» **What to do**
Below are records; reproduce exactly the lines from the one containing "the building facade" through the end, both included, and only those.
#### Data rows ####
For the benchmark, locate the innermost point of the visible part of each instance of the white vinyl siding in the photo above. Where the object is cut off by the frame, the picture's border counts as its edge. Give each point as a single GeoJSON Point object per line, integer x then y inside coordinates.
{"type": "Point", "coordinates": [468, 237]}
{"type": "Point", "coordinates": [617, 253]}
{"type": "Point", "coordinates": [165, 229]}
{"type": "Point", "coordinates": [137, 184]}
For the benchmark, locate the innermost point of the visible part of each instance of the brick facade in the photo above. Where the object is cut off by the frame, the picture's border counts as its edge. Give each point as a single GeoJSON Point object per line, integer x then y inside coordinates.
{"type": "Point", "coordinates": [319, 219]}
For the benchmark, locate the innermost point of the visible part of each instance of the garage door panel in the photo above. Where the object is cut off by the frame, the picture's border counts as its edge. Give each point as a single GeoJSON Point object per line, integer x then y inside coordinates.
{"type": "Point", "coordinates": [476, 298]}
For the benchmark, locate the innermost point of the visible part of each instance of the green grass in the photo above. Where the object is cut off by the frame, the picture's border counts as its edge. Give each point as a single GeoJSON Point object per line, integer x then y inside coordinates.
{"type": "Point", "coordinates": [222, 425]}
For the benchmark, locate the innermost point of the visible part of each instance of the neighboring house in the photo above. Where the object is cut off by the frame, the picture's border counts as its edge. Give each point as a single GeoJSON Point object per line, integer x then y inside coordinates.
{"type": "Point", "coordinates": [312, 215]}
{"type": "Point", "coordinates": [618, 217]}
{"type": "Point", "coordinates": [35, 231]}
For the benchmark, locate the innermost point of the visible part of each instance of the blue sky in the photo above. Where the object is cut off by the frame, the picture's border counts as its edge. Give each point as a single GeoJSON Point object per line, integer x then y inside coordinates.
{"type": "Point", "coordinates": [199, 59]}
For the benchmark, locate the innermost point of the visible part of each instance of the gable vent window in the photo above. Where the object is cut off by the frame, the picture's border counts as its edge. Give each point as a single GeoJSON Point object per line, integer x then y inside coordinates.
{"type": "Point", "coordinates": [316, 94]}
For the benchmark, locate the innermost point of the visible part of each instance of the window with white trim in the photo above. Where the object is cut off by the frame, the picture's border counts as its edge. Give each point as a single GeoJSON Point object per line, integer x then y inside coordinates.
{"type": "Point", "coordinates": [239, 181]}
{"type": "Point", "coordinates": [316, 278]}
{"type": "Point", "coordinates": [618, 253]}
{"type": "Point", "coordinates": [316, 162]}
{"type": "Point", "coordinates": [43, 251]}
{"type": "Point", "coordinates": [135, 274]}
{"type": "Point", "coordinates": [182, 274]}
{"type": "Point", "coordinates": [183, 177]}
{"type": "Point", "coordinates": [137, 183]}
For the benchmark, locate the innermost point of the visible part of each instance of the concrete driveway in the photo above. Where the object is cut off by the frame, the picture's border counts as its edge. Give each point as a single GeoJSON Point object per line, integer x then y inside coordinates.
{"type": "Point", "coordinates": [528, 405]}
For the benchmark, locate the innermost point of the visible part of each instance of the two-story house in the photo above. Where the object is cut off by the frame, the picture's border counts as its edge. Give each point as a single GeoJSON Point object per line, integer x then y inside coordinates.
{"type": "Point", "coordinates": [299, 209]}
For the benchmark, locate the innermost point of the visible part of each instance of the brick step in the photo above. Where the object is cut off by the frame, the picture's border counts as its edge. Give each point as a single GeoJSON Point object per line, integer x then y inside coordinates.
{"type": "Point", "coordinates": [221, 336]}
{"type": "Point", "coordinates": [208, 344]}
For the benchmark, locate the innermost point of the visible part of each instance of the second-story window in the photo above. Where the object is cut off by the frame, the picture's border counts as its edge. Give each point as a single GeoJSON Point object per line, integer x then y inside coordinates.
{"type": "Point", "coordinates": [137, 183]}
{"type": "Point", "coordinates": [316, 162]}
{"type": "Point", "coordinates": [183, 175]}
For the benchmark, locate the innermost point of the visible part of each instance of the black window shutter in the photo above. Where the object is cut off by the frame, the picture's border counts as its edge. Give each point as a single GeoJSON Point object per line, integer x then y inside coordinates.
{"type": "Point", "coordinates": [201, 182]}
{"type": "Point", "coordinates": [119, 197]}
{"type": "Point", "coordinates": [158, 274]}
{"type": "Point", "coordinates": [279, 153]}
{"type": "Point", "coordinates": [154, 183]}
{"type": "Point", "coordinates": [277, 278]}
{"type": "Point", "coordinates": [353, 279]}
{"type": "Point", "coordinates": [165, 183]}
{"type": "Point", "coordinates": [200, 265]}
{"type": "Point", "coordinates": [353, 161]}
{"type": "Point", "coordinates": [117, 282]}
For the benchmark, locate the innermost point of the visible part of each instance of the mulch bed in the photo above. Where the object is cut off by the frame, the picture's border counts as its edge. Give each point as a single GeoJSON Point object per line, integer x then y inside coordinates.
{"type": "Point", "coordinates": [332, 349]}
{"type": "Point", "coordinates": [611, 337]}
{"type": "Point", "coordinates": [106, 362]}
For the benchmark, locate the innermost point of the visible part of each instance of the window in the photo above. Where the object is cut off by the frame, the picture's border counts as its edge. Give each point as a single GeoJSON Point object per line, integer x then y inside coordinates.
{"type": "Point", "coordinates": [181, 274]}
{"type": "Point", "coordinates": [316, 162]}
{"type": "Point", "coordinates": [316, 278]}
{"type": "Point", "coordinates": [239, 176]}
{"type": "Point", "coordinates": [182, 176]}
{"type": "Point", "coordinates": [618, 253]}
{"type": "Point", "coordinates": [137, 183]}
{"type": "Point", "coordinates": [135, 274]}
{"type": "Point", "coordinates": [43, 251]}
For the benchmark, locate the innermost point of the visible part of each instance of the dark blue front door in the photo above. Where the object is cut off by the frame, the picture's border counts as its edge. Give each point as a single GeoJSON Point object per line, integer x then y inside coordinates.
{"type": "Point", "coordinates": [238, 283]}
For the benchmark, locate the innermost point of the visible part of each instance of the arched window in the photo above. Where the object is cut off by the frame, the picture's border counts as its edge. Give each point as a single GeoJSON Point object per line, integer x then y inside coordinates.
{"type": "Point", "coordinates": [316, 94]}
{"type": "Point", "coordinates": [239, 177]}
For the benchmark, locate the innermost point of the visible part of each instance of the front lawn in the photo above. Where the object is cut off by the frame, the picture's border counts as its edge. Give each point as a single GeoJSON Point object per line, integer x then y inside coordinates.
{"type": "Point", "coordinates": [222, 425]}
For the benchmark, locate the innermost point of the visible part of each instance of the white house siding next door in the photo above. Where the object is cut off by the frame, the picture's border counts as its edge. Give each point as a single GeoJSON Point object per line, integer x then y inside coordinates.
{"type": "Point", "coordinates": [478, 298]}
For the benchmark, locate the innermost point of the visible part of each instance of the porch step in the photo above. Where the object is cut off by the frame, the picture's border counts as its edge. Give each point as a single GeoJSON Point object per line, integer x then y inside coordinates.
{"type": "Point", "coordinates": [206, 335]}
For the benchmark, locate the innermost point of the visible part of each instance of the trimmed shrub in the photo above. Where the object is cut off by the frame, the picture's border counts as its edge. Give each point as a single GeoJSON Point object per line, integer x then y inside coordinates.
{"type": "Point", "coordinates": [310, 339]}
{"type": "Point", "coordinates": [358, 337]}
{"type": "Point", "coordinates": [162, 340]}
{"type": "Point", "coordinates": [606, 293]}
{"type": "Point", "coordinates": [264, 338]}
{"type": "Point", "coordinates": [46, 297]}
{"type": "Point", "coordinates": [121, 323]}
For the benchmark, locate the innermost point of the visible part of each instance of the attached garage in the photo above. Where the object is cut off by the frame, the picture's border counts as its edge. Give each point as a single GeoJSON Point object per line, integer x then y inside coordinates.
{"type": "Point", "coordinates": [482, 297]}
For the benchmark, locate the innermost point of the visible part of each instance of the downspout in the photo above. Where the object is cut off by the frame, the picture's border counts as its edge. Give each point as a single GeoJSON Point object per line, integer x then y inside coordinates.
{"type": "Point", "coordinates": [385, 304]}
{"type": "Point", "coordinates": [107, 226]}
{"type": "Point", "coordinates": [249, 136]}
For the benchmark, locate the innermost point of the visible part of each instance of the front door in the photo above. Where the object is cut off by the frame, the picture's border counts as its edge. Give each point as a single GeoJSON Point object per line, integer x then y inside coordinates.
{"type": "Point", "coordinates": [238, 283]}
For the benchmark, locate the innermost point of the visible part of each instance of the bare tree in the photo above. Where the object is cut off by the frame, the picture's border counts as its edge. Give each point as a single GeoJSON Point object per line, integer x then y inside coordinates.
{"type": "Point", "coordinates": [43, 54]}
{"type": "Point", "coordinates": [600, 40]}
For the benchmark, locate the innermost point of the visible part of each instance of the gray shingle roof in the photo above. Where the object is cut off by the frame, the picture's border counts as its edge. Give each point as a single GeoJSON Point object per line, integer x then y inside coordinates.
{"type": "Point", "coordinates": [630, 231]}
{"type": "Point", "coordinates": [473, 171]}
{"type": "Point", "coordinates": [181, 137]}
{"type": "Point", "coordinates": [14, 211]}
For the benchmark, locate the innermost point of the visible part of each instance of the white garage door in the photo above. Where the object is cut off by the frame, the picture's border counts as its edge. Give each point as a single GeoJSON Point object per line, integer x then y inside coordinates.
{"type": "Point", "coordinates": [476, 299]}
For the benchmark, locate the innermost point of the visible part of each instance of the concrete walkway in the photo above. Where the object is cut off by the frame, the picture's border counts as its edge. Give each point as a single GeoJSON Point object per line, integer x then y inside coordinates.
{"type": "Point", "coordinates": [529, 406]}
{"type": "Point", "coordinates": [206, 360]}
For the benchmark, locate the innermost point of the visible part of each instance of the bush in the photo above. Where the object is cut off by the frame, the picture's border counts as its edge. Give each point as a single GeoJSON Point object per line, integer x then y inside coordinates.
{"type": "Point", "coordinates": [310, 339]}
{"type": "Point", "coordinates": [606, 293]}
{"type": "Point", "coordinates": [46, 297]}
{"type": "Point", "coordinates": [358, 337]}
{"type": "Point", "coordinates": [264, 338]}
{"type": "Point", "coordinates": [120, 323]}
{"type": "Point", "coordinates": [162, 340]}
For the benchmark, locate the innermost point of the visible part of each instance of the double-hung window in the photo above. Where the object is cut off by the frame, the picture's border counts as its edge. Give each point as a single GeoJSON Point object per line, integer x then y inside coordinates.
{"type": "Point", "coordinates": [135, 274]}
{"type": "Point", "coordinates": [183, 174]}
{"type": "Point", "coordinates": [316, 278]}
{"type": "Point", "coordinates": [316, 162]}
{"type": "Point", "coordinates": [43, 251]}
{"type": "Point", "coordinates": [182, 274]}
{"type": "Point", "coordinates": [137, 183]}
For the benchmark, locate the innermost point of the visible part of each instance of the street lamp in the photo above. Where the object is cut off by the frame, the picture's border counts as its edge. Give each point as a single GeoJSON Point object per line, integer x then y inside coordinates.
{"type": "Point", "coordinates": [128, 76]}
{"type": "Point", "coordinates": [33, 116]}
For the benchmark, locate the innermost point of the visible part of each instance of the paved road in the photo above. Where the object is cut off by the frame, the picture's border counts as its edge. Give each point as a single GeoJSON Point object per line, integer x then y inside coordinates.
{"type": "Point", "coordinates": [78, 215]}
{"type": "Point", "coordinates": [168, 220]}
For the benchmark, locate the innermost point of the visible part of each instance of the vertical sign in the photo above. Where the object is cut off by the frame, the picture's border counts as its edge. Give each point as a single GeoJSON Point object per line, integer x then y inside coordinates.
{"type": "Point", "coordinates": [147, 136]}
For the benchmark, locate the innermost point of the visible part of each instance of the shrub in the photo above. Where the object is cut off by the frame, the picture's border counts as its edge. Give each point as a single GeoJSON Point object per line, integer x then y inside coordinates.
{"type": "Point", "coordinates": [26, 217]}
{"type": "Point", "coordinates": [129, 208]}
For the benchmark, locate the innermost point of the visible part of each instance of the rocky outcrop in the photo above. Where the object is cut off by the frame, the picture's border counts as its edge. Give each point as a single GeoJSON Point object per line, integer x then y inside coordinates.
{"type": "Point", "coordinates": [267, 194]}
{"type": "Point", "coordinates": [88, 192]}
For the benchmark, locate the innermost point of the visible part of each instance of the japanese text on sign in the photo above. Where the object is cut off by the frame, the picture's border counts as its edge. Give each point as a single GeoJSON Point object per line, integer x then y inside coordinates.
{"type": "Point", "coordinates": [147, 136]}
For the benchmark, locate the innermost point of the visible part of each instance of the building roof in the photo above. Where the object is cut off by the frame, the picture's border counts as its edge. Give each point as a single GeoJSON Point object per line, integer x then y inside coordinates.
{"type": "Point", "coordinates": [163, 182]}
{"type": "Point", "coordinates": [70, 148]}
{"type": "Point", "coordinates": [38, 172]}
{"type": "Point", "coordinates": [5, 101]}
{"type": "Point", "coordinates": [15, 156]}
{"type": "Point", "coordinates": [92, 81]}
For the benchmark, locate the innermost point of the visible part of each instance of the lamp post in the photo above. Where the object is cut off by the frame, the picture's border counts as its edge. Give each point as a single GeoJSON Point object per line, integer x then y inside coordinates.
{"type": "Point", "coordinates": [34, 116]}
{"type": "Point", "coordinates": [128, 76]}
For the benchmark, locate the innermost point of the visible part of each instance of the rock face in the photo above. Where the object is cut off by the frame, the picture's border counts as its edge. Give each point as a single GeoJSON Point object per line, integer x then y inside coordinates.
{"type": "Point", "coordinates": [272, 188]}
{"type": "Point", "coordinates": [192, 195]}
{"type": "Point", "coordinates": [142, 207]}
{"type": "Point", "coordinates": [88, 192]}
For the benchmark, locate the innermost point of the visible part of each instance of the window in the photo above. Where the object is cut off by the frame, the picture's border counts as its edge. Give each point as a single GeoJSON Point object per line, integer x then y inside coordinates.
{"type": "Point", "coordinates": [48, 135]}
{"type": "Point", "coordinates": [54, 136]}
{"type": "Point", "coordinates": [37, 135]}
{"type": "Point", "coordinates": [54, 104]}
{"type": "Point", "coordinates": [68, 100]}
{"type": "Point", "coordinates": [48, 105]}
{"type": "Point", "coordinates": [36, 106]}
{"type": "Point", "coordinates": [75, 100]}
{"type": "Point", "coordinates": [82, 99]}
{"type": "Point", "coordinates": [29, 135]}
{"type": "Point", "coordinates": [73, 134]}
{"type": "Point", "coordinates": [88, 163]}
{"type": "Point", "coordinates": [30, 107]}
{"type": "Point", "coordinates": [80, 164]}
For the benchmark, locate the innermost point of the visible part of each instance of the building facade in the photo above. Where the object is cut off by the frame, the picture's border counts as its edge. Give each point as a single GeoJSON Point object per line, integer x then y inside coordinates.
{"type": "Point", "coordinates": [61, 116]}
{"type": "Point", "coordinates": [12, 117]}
####
» **Completed exercise**
For the benchmark, locate the innermost point of the visible part of each instance of the building facade in the photo above. Where the object is cut off by the frame, the picture's border counts as its edge. Give each point as a single GeoJSON Point object per line, integer x then y inside coordinates.
{"type": "Point", "coordinates": [61, 116]}
{"type": "Point", "coordinates": [12, 117]}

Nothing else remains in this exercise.